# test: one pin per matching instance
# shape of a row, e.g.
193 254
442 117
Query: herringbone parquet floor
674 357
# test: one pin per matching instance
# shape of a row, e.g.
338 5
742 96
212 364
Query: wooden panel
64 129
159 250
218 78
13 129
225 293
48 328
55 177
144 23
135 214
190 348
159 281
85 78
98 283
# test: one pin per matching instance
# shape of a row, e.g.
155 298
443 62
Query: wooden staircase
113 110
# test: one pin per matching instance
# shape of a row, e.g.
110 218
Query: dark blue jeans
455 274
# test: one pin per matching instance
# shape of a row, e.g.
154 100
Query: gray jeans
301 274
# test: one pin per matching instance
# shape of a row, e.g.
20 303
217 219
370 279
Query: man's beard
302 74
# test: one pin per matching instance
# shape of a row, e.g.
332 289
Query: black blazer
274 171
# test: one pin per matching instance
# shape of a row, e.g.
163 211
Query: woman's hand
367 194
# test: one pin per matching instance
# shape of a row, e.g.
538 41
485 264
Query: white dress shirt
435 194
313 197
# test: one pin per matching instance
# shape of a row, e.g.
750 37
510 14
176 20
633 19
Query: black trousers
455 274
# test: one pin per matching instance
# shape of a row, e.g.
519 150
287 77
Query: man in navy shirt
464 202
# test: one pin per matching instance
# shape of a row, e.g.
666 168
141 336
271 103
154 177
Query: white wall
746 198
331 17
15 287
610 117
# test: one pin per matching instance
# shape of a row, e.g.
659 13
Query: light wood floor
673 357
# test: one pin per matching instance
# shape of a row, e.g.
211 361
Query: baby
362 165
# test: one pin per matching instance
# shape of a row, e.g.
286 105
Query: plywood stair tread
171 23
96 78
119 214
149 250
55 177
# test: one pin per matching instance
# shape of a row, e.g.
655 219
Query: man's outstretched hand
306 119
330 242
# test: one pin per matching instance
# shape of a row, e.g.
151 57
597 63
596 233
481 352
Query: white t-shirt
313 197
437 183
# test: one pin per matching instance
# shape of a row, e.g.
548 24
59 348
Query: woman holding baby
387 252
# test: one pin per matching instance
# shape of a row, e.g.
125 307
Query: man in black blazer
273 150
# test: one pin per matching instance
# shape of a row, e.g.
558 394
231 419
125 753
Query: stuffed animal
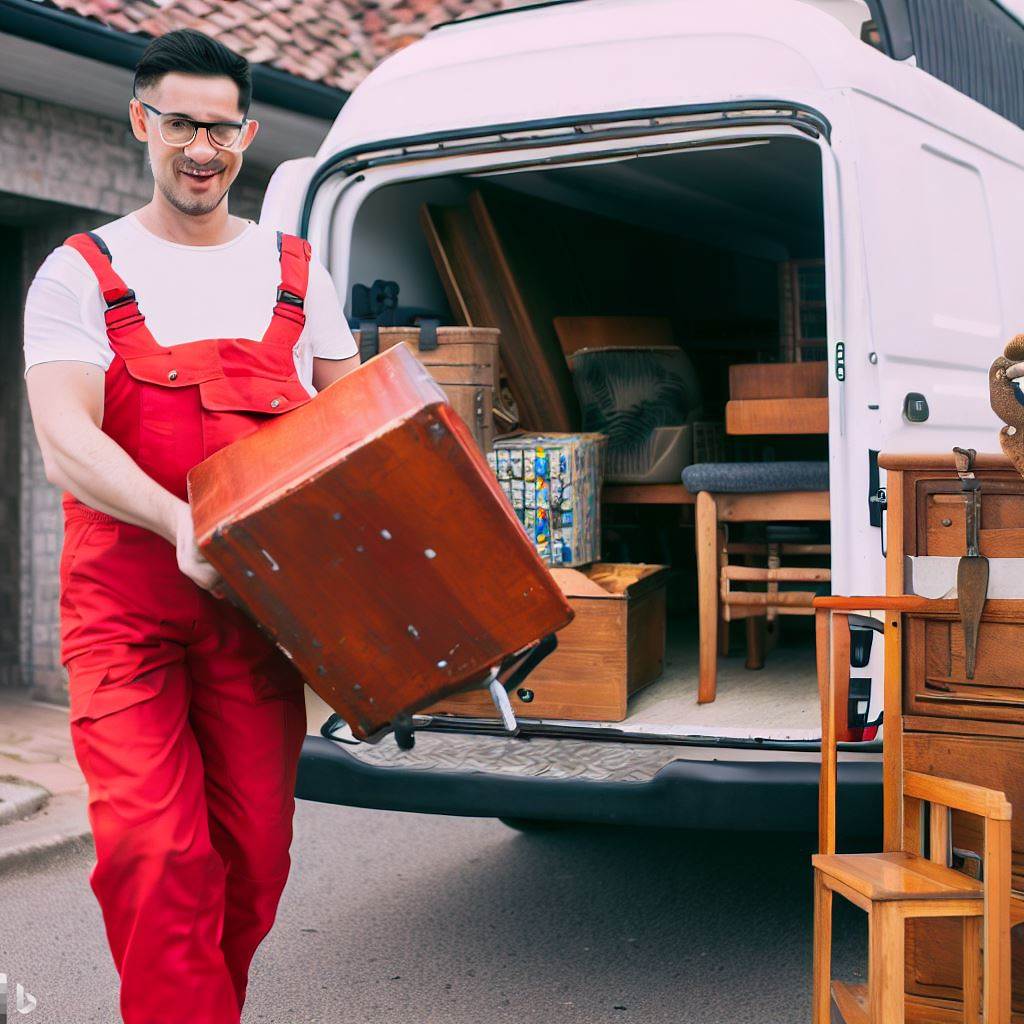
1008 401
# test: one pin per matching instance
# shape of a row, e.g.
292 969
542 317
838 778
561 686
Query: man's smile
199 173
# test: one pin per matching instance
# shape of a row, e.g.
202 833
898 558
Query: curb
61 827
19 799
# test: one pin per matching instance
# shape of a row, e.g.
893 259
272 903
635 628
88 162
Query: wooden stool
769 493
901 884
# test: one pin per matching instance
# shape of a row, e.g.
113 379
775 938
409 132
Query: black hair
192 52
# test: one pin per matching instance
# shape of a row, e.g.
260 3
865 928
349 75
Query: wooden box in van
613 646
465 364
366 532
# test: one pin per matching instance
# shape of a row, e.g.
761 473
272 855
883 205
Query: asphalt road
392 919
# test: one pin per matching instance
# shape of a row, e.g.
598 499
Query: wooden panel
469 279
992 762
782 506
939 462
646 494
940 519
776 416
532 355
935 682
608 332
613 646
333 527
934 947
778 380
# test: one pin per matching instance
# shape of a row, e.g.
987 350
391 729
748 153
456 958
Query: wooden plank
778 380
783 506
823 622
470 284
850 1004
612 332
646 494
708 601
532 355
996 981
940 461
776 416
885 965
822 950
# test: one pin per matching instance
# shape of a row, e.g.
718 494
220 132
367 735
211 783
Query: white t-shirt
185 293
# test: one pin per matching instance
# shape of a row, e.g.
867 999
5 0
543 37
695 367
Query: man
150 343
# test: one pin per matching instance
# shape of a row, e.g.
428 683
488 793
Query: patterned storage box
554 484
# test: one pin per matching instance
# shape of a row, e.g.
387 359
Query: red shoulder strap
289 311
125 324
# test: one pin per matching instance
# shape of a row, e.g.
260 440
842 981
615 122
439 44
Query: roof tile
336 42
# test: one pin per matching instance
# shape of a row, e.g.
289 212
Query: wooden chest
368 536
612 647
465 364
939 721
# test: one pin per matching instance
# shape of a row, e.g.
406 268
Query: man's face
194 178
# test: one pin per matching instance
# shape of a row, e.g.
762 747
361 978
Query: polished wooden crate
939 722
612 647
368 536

§ §

> **TASK REQUIREMENTS**
From the entries above, write out every line without a single change, skipping the images.

> **TASK SOLUTION**
# test: one pin per matching instance
# shape of a row, e.g.
193 254
442 117
Query: herringbone parquet floor
674 357
# test: one pin per matching instance
# shape of a row, e.g.
338 5
742 96
212 364
Query: wooden panel
64 129
159 250
218 78
13 129
225 293
48 328
55 177
144 23
135 214
190 348
159 281
85 78
98 283
# test: one pin per matching instance
# shape of a row, e.g.
155 298
443 62
Query: wooden staircase
113 110
# test: one pin per matching instance
# shape of a row, e.g.
110 218
Query: dark blue jeans
455 274
# test: one pin per matching instance
# shape of a row, e.g.
154 100
Query: gray jeans
301 274
# test: one pin per matching instance
# shape of a row, e.g.
20 303
217 219
370 279
Query: man's beard
302 74
# test: one pin per matching instance
# shape of a row, e.g.
332 289
Query: black blazer
274 171
# test: one pin per matching instance
# shape of a row, e.g.
163 211
Query: woman's hand
367 194
# test: one pin per matching instance
# shape of a row, e.g.
538 41
485 264
Query: white dress shirt
435 194
313 197
# test: one pin per matching instance
# shape of a row, e.g.
750 37
510 14
176 20
633 19
Query: black trousers
455 274
# test: one pin per matching instance
# shape of a row, e.g.
519 150
287 77
Query: man in navy shirt
464 202
# test: one pin per matching instance
# shape of a row, e.g.
666 168
141 336
271 103
154 177
Query: white wall
746 198
331 17
15 287
610 117
# test: one pin per matching instance
# shape of a row, e.g.
659 13
Query: light wood floor
673 357
# test: one pin per matching instance
# shape of a row, e.g.
211 361
Query: baby
362 165
# test: one pin per matching instance
# shape of a row, e.g.
286 105
Query: plywood stair tread
171 23
96 78
119 214
149 250
55 177
# test: one pin per matching instance
# shape of a row, e.g.
655 219
Query: man's outstretched hand
306 119
330 242
# test: one pin per matching instance
# shape of a row, e.g.
151 57
597 63
596 233
481 352
Query: white t-shirt
313 197
437 183
# test: one pin per matching instance
# shape of a row, e.g.
548 24
59 348
Query: woman holding baby
387 252
# test: one pin per matching instance
# shape of a row, e.g.
125 307
Query: man in black blazer
273 150
# test: one pin per matching instance
# shape of a row, e.g.
558 394
231 419
125 753
Query: stuffed animal
1008 401
# test: one pin per matching instance
# shape of a row, e.g.
292 969
542 317
838 778
561 686
Query: man's smile
199 173
# test: one pin per matching instance
# shape of a row, e.g.
202 833
898 558
Query: curb
61 827
19 799
# test: one pin per matching instance
# shape of a row, e.g.
893 259
272 903
635 628
88 162
Query: wooden stool
769 493
901 884
# test: one pin per matching instance
# shape of a row, e.g.
113 379
775 938
409 132
Query: black hair
192 52
# test: one pin per matching instance
# shape of a row, e.g.
260 3
865 928
349 75
Query: wooden box in van
613 646
465 364
366 532
# test: one pin per matching instance
# shape of a row, e.g.
761 473
272 855
883 205
Query: asphalt road
392 919
# test: one pin per matching instance
# shape of a row, e.g.
598 499
Query: wooden panel
469 279
992 762
782 506
939 462
646 494
940 519
776 416
532 355
935 682
608 332
613 646
333 527
934 947
778 380
# test: one pin per matching instance
# shape of a row, e.g.
987 350
391 729
748 153
456 958
Query: wooden plank
778 380
783 506
823 622
470 284
850 1004
612 332
646 494
708 601
532 355
996 981
940 461
776 416
885 965
822 950
# test: one pin per matching instance
# shape of a row, e.g.
718 494
220 132
367 735
211 783
Query: white t-shirt
185 293
# test: one pin per matching instance
# shape of a row, e.g.
867 999
5 0
543 37
695 367
Query: man
150 343
# test: one pin per matching instance
# shape of a row, e.g.
428 683
488 793
Query: patterned storage box
554 484
# test: one pin per matching instance
# shape of a row, e.g.
387 359
Query: red shoulder strap
289 311
125 324
# test: one pin per matching instance
# shape of a row, e.g.
260 440
842 981
615 122
439 44
Query: roof tile
336 42
# test: one pin per matching instance
# shape of a row, e.g.
289 212
Query: wooden chest
368 536
612 647
465 364
939 721
# test: one pin per matching instance
# shape of a row, e.g.
406 268
Query: man's face
194 178
# test: one pin per matching instance
# shape of a row, e.g.
762 747
361 978
Query: polished wooden crate
939 722
612 647
368 536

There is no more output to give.